(Pointing and labeling entries)
....

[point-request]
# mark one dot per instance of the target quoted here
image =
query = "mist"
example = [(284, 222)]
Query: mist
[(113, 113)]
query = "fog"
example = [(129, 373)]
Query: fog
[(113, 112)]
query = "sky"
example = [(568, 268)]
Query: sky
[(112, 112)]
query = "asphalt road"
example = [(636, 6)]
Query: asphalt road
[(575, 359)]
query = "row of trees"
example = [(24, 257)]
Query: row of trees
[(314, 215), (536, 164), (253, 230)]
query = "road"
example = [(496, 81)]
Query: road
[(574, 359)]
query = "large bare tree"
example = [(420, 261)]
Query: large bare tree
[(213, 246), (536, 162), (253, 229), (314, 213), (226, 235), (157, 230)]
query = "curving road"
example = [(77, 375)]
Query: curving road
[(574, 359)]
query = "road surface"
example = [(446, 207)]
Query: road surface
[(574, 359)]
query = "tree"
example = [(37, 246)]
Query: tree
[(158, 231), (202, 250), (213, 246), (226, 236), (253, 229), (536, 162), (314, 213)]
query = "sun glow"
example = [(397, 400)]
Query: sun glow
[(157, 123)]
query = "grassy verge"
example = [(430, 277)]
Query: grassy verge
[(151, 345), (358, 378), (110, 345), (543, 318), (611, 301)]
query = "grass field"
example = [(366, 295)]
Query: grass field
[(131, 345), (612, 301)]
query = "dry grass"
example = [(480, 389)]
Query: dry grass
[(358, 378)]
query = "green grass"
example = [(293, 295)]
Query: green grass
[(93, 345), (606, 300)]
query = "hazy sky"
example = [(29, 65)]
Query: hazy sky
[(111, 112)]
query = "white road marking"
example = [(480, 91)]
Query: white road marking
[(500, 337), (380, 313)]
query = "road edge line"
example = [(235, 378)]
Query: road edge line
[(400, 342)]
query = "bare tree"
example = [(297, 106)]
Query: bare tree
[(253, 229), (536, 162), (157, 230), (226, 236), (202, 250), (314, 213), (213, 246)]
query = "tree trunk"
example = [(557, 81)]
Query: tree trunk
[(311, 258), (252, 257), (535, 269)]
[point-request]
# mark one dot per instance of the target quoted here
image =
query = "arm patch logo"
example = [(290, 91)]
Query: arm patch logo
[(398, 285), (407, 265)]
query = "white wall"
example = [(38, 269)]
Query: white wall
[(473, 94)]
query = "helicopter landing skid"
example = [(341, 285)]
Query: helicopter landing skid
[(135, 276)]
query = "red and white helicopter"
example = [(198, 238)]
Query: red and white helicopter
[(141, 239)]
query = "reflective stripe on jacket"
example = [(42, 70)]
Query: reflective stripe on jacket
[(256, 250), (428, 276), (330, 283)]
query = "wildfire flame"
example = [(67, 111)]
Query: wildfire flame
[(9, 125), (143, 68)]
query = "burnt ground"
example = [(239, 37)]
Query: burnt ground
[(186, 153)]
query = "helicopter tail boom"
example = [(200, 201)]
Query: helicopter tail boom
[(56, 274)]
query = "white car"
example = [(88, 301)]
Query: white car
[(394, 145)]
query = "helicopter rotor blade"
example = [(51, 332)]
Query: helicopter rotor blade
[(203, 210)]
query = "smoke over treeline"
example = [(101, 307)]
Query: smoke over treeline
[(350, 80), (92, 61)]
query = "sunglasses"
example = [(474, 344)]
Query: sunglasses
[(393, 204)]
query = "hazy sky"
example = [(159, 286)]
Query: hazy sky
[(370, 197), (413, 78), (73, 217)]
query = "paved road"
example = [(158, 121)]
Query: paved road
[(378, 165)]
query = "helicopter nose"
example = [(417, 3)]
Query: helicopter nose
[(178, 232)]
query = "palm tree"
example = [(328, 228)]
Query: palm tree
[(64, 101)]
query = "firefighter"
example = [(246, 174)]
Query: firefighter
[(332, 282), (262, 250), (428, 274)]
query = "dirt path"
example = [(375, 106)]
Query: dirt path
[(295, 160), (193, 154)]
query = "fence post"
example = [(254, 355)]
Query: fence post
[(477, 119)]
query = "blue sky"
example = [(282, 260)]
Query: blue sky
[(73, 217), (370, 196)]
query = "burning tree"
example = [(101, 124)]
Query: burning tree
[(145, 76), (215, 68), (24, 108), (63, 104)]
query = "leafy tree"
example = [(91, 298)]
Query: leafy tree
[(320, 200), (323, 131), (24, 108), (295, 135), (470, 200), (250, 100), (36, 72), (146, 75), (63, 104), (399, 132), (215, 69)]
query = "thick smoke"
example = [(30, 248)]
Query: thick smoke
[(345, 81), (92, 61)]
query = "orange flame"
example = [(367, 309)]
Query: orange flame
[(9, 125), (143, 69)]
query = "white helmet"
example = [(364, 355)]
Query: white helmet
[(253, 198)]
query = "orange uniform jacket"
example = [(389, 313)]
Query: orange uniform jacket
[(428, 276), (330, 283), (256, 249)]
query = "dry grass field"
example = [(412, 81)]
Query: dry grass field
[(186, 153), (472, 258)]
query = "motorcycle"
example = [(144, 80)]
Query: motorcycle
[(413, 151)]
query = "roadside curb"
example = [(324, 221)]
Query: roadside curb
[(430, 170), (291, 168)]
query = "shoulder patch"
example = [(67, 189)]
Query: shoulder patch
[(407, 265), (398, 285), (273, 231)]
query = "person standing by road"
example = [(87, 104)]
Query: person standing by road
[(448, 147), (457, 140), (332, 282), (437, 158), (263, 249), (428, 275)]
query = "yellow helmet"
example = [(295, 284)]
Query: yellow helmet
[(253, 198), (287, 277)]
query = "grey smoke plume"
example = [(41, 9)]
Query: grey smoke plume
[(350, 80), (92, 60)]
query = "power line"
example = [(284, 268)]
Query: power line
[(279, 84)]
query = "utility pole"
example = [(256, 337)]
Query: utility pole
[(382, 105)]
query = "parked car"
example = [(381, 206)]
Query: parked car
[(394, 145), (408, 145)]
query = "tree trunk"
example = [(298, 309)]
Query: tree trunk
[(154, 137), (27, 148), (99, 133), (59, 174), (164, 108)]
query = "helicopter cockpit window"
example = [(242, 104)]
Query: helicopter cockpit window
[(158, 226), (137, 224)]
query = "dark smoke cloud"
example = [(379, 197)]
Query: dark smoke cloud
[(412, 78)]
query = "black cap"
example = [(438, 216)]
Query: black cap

....

CHALLENGE
Please return every line of the material that contains the string "large", where case counts.

OUTPUT FOR THIS EXERCISE
query = "large bare tree"
Query: large bare tree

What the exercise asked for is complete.